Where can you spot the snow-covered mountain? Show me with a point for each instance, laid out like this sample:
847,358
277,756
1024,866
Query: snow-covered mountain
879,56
——
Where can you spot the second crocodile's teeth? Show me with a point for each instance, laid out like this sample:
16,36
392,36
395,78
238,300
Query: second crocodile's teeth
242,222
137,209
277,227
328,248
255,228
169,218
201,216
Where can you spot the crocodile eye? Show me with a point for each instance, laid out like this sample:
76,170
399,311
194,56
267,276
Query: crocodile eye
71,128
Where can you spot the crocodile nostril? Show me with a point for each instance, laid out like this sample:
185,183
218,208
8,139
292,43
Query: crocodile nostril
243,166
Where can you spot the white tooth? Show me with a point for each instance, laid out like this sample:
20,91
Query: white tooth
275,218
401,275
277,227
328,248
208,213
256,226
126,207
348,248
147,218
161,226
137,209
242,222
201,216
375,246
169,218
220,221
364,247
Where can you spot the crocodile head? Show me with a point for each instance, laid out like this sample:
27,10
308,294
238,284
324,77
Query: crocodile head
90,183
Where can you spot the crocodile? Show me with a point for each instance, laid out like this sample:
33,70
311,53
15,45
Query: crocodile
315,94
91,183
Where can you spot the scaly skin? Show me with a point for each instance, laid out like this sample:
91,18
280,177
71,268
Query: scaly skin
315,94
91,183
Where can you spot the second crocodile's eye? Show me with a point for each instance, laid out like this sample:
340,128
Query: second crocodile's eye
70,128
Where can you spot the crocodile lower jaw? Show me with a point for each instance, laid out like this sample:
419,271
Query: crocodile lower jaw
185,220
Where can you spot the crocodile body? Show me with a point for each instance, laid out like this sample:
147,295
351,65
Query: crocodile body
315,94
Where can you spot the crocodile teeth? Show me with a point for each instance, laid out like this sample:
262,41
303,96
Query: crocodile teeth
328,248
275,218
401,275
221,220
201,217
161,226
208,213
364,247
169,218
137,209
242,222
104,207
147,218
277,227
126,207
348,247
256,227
——
▶ **Your assignment**: Scan the listing above and identify each line holding the string "spot"; copy every such line.

▶ **Response to the task**:
Where can you spot the snow-covered mountain? Show me with a point for each instance, laid out like this sample:
Where can you spot the second crocodile's teeth? Show me with a point for each instance, laid out like this sample:
Where can you spot the crocodile eye? Show me with a point for each instance, laid out like this sample:
Where can you spot the crocodile nostril? Show me with a point for each instance, laid out like this sample:
Where can you spot the white tooth? Show me with a point for each instance, laid out like this sample:
Where can you spot the crocodile head? Show me with a point for each instance, laid out like this sample:
Where can you spot the crocodile? Show me with a point for each instance, laid out like this sample:
Where can you spot the scaly skin? Show me with a point for each instance, laid out like this sample:
Where can you spot the second crocodile's eye? Show me with a point for each instance, laid out like this sample:
Where can you spot the crocodile lower jaw? Show me with a point for each instance, laid out like this sample:
Where can you spot the crocodile body? Show me with a point for each instance, laid out like this sample:
Where can you spot the crocodile teeth? Show me with a point for each instance, laid out like this sample:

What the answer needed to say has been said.